[TASK LIST]
**1)** Rewrite the cybersecurity news briefs from "Akamai reports the" up to and including "embassy to Armenia.", with "Twitter" replaced by "Instagram".
**2)** Carry on the cybersecurity news briefs from the point where they stop.
[TEXT SEGMENT — start]
Investigation into the recent MedStar hack continues. MedStar has hired Symantec to find and fix the problems. The hospital chain denies anonymous reports that failure to patch known JBoss web application server vulnerabilities were implicated in the attack.
Akamai reports the Bill Gates/bot family of malware is being used by criminals to facilitate distributed denial-of-service attacks. Attackers are using SSH brute forcing for root login credentials.
Azerbaijani hacktivists hijack the Twitter account of Russia's embassy to Armenia.
The entire database of the Philippines’ Commission on Elections has been leaked. Some 55 million voters' information is exposed online.
The Los Angeles Times discloses that it's been hacked, and that access to the paper's website is for sale in the black market. The attack exploited a flaw in the WordPress installation the Times uses to manage its "events" subdomain.
[TEXT SEGMENT — finish]
[DATASET EXTRACT — start]
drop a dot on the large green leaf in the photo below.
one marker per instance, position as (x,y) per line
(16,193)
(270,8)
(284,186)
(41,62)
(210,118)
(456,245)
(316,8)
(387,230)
[DATASET EXTRACT — finish]
[ANSWERS BY ITEM NUMBER]
**1)**
Akamai reports the Bill Gates/bot family of malware is being used by criminals to facilitate distributed denial-of-service attacks. Attackers are using SSH brute forcing for root login credentials.
Azerbaijani hacktivists hijack the Instagram account of Russia's embassy to Armenia.

**2)**
Mossack Fonseca, the law firm breached in the Panama Papers case, reminds the world that it's a victim here, and that the only crime known to have been committed is the crime of hacking Mossack Fonseca. The firm has filed a complaint with Panamanian prosecutors, and tells Reuters the hack was "definitely an outside job." Iceland's got a new prime minister and is calling early elections as a result of the breach; beyond that more celebrities than political leaders seem to be named in dispatches.
Cisco has issued patches fixing vulnerabilities in several products. Adobe is preparing an emergency patch for a Flash Player bug that is being actively exploited in the wild.